Record extracts ->
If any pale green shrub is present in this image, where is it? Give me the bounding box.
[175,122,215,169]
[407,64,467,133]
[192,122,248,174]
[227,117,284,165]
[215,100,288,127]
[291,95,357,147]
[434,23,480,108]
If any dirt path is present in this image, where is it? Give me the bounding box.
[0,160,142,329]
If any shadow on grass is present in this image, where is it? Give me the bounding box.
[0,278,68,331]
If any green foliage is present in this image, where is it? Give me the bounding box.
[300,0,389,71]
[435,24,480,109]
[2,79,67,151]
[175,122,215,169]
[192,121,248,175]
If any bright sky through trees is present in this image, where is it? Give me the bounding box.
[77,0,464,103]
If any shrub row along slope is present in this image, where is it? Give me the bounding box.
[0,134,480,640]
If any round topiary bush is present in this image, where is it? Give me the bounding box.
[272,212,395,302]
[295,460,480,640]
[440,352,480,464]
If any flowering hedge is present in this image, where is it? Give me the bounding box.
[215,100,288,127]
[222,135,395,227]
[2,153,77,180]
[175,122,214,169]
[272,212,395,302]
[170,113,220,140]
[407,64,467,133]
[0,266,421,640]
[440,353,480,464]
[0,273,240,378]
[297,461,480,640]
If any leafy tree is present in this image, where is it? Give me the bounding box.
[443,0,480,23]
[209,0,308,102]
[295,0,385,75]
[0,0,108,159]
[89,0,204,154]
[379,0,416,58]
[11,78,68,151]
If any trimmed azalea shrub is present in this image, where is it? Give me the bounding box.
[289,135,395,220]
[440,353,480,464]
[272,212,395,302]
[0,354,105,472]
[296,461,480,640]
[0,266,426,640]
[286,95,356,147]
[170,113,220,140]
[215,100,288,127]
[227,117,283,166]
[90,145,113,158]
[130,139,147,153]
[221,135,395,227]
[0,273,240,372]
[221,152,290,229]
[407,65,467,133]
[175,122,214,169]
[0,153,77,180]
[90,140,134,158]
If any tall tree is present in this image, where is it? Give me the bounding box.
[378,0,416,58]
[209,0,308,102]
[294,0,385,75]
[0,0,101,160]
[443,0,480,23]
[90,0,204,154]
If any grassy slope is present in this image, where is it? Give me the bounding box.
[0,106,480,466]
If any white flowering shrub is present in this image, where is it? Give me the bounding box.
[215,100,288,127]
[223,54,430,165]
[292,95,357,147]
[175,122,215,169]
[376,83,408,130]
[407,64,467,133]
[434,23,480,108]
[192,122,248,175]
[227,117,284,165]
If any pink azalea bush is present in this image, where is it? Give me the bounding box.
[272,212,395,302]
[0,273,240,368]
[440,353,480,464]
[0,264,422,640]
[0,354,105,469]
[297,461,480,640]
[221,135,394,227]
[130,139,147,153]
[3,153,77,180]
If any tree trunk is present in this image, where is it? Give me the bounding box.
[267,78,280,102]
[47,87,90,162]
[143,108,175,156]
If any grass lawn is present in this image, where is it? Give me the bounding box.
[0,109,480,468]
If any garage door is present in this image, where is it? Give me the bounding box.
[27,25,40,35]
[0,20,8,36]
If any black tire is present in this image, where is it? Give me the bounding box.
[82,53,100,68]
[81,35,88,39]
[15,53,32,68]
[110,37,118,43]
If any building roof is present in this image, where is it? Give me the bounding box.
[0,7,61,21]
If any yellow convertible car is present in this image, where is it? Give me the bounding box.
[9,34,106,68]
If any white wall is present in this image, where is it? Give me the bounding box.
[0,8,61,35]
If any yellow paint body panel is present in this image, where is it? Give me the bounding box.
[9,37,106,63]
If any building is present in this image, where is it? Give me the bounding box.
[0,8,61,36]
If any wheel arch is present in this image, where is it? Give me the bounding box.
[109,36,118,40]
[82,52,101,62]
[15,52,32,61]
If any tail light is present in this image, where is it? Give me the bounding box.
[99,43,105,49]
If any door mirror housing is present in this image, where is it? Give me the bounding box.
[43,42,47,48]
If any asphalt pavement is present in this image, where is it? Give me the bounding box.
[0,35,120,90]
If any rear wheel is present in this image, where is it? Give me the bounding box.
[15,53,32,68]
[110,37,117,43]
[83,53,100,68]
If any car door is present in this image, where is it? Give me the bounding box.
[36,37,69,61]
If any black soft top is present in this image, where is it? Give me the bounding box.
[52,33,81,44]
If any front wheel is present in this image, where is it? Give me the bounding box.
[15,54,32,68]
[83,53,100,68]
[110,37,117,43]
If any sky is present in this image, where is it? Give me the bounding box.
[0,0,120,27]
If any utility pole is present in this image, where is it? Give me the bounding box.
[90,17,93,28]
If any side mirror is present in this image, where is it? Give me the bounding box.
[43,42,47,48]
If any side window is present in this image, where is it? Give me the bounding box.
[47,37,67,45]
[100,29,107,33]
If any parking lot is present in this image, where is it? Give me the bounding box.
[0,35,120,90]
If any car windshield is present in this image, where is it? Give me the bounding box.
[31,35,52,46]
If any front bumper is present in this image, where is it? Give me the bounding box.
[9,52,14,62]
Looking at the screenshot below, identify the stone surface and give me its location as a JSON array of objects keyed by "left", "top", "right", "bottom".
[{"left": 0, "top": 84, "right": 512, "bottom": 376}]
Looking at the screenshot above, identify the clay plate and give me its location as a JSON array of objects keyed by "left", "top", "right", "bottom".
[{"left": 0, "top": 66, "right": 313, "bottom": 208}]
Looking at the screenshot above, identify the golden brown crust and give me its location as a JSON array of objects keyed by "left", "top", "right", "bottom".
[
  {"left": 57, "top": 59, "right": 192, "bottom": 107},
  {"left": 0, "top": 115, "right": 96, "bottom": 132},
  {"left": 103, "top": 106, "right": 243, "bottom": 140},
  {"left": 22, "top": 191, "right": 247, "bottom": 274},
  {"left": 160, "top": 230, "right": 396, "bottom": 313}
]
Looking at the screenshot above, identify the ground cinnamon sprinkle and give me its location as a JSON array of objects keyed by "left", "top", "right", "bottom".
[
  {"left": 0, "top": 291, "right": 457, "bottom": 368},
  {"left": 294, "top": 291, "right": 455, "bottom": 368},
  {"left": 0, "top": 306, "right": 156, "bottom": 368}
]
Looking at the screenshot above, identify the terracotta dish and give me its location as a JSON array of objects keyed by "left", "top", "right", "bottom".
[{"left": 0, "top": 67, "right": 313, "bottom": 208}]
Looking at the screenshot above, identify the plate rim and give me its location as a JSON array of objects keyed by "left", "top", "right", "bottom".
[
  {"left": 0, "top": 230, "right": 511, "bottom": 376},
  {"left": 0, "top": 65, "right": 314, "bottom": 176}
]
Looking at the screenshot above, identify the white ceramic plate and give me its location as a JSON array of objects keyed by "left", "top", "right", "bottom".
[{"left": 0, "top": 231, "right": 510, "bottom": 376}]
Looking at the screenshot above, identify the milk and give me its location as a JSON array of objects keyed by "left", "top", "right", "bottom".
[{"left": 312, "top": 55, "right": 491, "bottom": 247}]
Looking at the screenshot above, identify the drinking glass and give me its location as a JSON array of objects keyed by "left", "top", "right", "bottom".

Problem to solve ->
Print the lines without any change, starting at the line that contains "Looking at the screenshot above, identify the terracotta" and ending at the last line above.

Output below ->
Looking at the screenshot above, identify the terracotta dish and give me its location as a JSON array of objects keyed by "left", "top", "right", "bottom".
[{"left": 0, "top": 67, "right": 313, "bottom": 208}]
Looking at the screenshot above, identify the plate rim and give me its location as a JSON array of objects keyed by "left", "top", "right", "bottom".
[
  {"left": 0, "top": 230, "right": 511, "bottom": 376},
  {"left": 0, "top": 65, "right": 314, "bottom": 176}
]
Looking at the screenshot above, identify the white ceramic plate and give me its location as a JSON array of objects keyed by "left", "top", "right", "bottom".
[{"left": 0, "top": 231, "right": 510, "bottom": 376}]
Looking at the screenshot above, identify the milk and give me its location as a JSON array of objects keyed by "left", "top", "right", "bottom".
[{"left": 312, "top": 55, "right": 491, "bottom": 247}]
Looking at the screenshot above, identify the drinking glass and give me its location as a JSON array of objects keyed by "left", "top", "right", "bottom".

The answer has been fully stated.